━━━━━ GIVEN ENTRIES

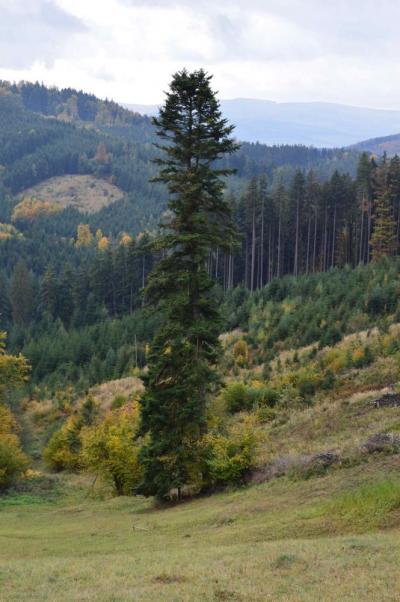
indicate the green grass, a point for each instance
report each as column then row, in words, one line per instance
column 331, row 538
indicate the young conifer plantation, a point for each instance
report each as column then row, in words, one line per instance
column 199, row 334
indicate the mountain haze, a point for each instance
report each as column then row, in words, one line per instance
column 318, row 124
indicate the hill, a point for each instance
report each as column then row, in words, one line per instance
column 323, row 493
column 312, row 124
column 84, row 193
column 378, row 146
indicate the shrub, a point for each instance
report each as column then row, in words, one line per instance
column 62, row 451
column 241, row 353
column 230, row 457
column 236, row 397
column 13, row 461
column 109, row 449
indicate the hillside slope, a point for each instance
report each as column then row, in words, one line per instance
column 84, row 193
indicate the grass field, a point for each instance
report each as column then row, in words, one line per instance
column 334, row 538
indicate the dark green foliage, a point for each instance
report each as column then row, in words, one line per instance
column 186, row 347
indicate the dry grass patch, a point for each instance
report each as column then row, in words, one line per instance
column 83, row 192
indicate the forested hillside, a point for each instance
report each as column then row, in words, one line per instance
column 296, row 210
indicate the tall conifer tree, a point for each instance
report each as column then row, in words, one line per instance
column 184, row 351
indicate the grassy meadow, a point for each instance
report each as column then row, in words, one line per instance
column 331, row 538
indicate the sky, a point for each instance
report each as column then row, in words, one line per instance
column 281, row 50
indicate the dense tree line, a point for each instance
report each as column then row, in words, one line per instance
column 312, row 225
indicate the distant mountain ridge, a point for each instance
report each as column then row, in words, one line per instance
column 378, row 146
column 317, row 124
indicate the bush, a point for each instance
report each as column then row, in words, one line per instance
column 62, row 451
column 13, row 461
column 109, row 449
column 230, row 457
column 241, row 353
column 236, row 397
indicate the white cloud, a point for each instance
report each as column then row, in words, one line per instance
column 278, row 49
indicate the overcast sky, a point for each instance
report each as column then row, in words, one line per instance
column 283, row 50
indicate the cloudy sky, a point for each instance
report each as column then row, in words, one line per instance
column 285, row 50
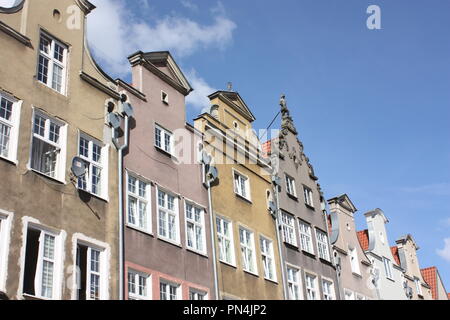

━━━━━━━━━━

__TASK__
Above are the records; reproduce them exactly and leave out the pictures.

__FINISHED EXERCISE__
indicate the green grass, a point for each instance
report each as column then row, in words, one line per instance
column 331, row 538
indicate the young conifer plantation, a point for each instance
report each as column then row, in words, one line per instance
column 199, row 334
indicate the mountain haze, a point for each instance
report each as column then row, in words, one line per instance
column 318, row 124
indicate the hill, a point for each instance
report each as column then row, in words, one line per instance
column 323, row 493
column 312, row 124
column 84, row 193
column 378, row 146
indicate the shrub, a point for each instance
report each as column then row, in words, one line per instance
column 62, row 451
column 241, row 353
column 230, row 457
column 236, row 397
column 13, row 461
column 109, row 449
indicate the hillside slope, a point for each instance
report each as column then row, in words, one line per instance
column 84, row 193
indicate the grass field, a point for each instance
report each as column then row, in words, one line per instance
column 334, row 538
indicate the dark green foliage, a point for each instance
report each as column then row, in words, one line per instance
column 186, row 347
indicate the dry grass patch, a point for each instance
report each as column then row, in words, one line per instance
column 83, row 192
indicate the forested hillside, a point for each instance
report each as column then row, in words, one line per instance
column 296, row 210
indicate the tall conifer tree, a point for each instance
report each as column then row, in words, one line per instance
column 184, row 351
indicate the grassy meadow, a point for each instance
report each as column then row, in words, one line per instance
column 331, row 538
indicate the sky, a point for each instance
report each as column then row, in words, one line per instance
column 281, row 50
indicate the dense tree line, a point for each instance
report each as column then row, in words, one line per instance
column 312, row 225
indicate the distant mountain ridge, a point for each instance
report each as column then row, in words, one line per instance
column 378, row 146
column 317, row 124
indicate the bush, a point for each instance
report each as column then row, in words, one line per instance
column 62, row 451
column 13, row 461
column 109, row 449
column 230, row 457
column 241, row 353
column 236, row 397
indicate the white cloud, a point for each instance
report each as column then row, in words, one line per instance
column 278, row 49
indicate the overcast sky, a point for each instance
report each as column then row, in words, one line per instance
column 283, row 50
indicate the cloudy sky, a point for each instance
report each as column then row, in words, one line per instance
column 285, row 50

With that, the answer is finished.